Stated exercise: Arrange all of the lines below as a numbered list, omitting blank lines and leaving the pictures out of the list.

---- Data rows

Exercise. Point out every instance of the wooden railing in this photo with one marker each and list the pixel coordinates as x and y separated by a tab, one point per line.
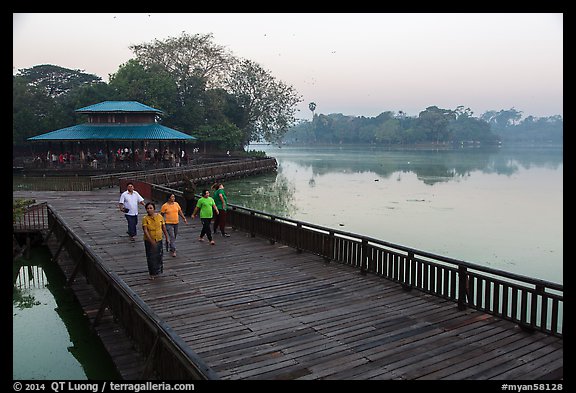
531	303
198	173
168	356
34	219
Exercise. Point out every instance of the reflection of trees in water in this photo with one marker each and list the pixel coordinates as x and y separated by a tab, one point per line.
272	193
431	166
40	273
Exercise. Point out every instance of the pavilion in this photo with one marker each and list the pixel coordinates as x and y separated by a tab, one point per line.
113	123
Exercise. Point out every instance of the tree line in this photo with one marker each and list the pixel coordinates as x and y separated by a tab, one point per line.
206	91
433	125
203	89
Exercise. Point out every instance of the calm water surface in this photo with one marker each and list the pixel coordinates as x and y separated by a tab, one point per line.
51	335
501	208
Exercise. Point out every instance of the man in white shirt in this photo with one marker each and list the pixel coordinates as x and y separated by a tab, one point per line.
128	205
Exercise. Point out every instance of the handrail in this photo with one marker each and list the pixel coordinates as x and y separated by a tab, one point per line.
533	304
137	316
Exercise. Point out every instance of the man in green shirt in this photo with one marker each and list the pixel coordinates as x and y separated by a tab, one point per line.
205	205
222	204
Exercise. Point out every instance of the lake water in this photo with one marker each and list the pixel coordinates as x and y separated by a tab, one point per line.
501	207
51	335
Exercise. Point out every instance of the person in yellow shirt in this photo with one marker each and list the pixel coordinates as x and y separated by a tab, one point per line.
171	211
154	226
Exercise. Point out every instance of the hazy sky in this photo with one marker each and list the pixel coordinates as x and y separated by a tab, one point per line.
351	63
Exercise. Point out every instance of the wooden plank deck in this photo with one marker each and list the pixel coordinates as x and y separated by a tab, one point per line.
253	310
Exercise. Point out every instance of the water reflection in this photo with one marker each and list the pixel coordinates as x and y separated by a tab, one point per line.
51	334
431	166
500	208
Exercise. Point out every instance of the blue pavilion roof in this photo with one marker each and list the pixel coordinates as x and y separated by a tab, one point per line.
118	106
113	131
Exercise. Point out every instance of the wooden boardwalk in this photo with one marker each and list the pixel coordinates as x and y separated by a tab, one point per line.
253	310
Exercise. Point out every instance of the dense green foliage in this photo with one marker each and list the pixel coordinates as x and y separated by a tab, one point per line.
227	102
432	126
202	89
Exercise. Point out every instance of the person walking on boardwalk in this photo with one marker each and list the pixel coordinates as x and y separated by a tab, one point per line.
221	200
205	205
128	205
171	211
154	227
189	195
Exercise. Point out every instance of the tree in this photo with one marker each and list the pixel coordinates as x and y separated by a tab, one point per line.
434	122
312	107
268	105
56	81
152	86
192	60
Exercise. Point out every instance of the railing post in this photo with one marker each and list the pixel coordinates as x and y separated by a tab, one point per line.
462	287
273	230
299	237
252	219
408	279
364	259
329	247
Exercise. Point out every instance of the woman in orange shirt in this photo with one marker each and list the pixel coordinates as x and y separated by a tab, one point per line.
171	210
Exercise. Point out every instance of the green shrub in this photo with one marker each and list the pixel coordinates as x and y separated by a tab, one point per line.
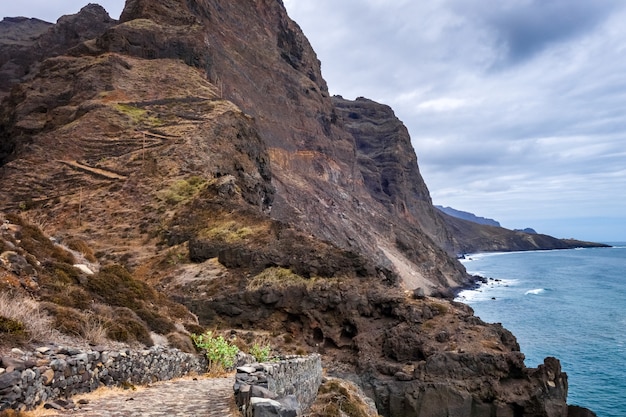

--------

Written response:
1. Exercise. Point out every instance of the wooden railing in this photo with one marker each and list the pixel coordinates as x and y separated by a tab, one point per line.
2. 531	303
3. 198	173
4. 168	356
5. 34	219
6. Exercise. Point out every instance of the reflection of trees in water in this photo with one marker each and list the pixel coordinates as x and y separated by a tab, one point per line.
7. 272	193
8. 431	166
9. 40	273
10. Exercise. Point out every instance of the pavilion in this photo with one marker each and list the pixel coordinates as x and y separated by a tab, one point per line.
11. 113	123
12. Exercise. Point out every instance of the tree line in this photo with one marker each and list the pixel coordinates as x and y separated by a tab, one point per line.
13. 206	91
14. 433	125
15. 203	89
16. Exercise. Point out every instance of the calm water surface in this photo with one marker each and list the pixel coordinates as x and y separated by a tab, one point per line.
17. 51	335
18. 501	208
19. Exercise. Point out every instance of the man in white shirt in this photo with one marker each and list the pixel coordinates as x and y separated by a tab, one point per line.
20. 128	205
21. Exercise. Point out every instance of the handrail in this photo with one marker each and list the pixel coordinates as x and y separated by a tab, one point per line.
22. 533	304
23. 137	316
24. Exercise. Point out every instance of the man in green shirt in this photo with one marker each and list the pixel coordinates as x and y separated by a tab, one point per line.
25. 205	205
26. 222	204
27. Exercise. Point out every instance of the lake water in this photo with one marker each and list the pixel coordinates as x and y separated by a tab, one point per line.
28. 501	207
29. 51	335
30. Exercise. Point out every instance of the person in yellow shirt in this photo with one marker each and list the pixel coordinates as x and y separated by a tab, one point per line.
31. 171	211
32. 154	226
33. Exercise. Point out every instance of the hazy sky in this photo with one marker each and list the pixel coordinates as x and y separated by a tab, one point per line.
34. 351	63
35. Exercise. Point out every instance of the wooden plank deck in this photo with one marker each and list the pixel coordinates as x and y separated by a tab, one point per line.
36. 253	310
37. Exercise. Point out every instance of the water reflection in this photo with one marker each and list the pixel coordinates as x and y separated by a tab, one point per line.
38. 51	334
39. 431	166
40. 500	208
41. Exercise. Point out every instance of the blue pavilion roof in this photo with one marker each and list the pixel coordinates as x and y separated by a tab, one point per line.
42. 118	106
43. 113	131
44. Exercise. Point out every instance of the wooden boardwalk in this photo with one marker each and list the pixel coordinates as x and y separated by a tab, one point per line.
45. 253	310
46. Exercise. Point out every instance of the dense green foliage in this photo with one marker each and list the pixel coordinates as x and y separated by a tab, one point per line.
47. 227	102
48. 432	126
49. 202	89
50. Exercise. Point out every instance of the person walking on boardwalk in this photo with one marker each and list the pixel coordinates as x and y separated by a tab, one point per line.
51. 221	200
52. 205	205
53. 128	205
54. 171	211
55. 154	227
56. 189	195
57. Exercise. Point out every instance of the tree in this photo with one marker each and list the pixel coordinates as x and y separated by a tab, one point per line.
58. 434	122
59. 312	107
60. 268	105
61. 56	81
62. 152	86
63. 192	60
64. Exercise. Point out every instance of the railing post in this photo with one marker each and list the pixel coordinates as x and y separated by a tab, one point per line.
65. 462	287
66. 273	230
67. 299	237
68. 252	219
69. 408	279
70. 364	259
71. 329	247
72. Exercise. Point out every instance of the woman in orange shirt in this photo with one marker each and list the pixel coordinates as x and y separated by a tab, one point per line.
73. 171	210
74. Exercise. Point out every instance of the green shrub in this photo with one marker each and list the pixel coordinates as x and y separated by a tab, one point per line.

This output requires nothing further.